- _Required task_: Report each line in the data below that contains the string "fence", matching case exactly.

- _Dataset records_:
════════

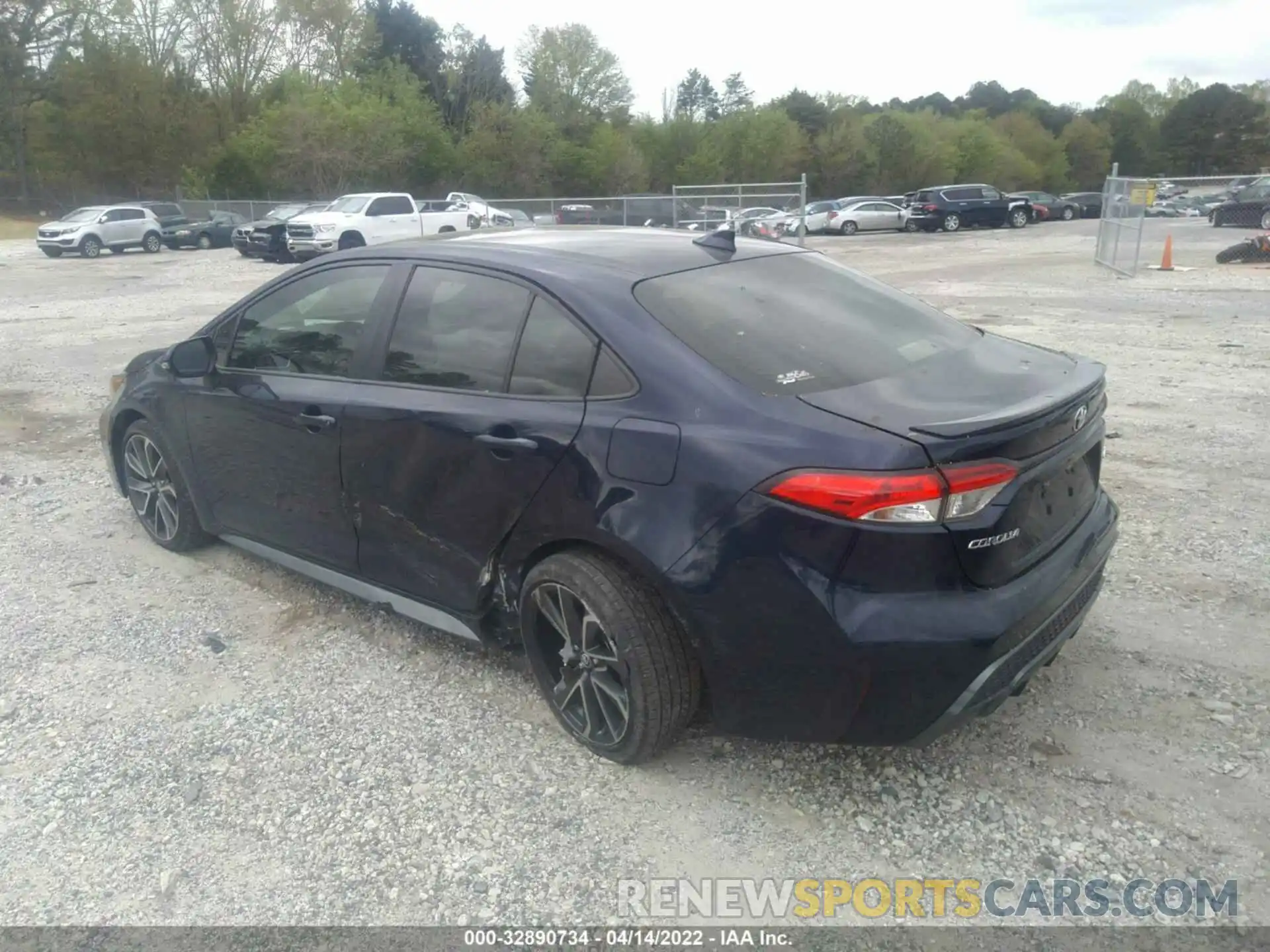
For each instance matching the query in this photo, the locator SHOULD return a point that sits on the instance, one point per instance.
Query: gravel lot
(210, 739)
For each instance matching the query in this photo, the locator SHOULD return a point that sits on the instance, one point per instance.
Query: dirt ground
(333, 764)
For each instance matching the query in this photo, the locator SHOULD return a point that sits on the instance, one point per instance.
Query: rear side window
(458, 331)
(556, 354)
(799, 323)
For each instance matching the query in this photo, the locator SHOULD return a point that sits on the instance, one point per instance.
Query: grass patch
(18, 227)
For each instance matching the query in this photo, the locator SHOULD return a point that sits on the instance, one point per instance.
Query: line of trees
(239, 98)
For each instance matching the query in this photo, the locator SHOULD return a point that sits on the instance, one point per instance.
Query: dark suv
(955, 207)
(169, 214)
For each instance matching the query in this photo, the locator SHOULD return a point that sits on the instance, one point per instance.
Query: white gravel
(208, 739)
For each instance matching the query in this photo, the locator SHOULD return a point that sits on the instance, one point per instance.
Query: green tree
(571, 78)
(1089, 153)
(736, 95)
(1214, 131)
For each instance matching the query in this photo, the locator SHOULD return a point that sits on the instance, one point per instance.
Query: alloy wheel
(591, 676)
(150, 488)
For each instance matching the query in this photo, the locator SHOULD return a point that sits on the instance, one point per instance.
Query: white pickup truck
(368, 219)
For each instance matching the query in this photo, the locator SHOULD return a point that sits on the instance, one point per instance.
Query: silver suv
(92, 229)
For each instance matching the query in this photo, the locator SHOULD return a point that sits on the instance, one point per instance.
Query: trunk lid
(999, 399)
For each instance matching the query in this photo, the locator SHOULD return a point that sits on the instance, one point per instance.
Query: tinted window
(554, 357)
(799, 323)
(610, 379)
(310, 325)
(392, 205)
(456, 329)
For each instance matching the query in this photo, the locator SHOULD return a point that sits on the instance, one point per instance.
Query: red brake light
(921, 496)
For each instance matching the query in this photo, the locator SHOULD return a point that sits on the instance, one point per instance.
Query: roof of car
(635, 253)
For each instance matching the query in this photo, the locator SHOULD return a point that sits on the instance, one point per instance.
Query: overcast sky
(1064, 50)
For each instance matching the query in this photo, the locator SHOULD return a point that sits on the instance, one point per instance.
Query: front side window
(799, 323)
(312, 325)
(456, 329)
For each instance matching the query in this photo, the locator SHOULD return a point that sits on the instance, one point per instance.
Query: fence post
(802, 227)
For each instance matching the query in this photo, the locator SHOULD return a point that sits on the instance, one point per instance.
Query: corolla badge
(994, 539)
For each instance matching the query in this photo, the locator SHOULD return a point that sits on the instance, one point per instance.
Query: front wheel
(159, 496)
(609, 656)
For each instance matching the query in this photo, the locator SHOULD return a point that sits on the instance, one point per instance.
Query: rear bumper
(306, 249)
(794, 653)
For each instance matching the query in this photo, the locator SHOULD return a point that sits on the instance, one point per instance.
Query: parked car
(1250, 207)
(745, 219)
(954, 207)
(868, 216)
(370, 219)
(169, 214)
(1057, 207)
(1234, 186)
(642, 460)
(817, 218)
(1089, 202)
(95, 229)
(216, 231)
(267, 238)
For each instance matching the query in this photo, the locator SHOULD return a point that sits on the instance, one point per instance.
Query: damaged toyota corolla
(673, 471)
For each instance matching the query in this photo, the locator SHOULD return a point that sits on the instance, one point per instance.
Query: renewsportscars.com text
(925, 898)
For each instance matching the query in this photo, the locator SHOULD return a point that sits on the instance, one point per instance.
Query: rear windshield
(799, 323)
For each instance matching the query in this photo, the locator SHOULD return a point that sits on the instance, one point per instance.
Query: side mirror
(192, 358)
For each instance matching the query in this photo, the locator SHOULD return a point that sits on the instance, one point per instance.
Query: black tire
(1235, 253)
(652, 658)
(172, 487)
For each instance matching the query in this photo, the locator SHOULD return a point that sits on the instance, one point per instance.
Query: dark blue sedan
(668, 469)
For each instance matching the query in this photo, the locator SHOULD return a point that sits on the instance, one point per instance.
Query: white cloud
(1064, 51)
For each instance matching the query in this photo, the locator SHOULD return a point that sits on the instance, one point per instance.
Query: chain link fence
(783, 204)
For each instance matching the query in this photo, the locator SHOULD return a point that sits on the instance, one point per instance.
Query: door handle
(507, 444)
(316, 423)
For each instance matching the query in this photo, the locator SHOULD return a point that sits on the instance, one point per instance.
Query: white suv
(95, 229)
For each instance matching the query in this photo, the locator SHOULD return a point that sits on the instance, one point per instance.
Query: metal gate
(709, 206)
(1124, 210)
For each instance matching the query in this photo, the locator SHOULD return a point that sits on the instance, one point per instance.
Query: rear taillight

════════

- _Written answer_:
Query: fence post
Query: chain link fence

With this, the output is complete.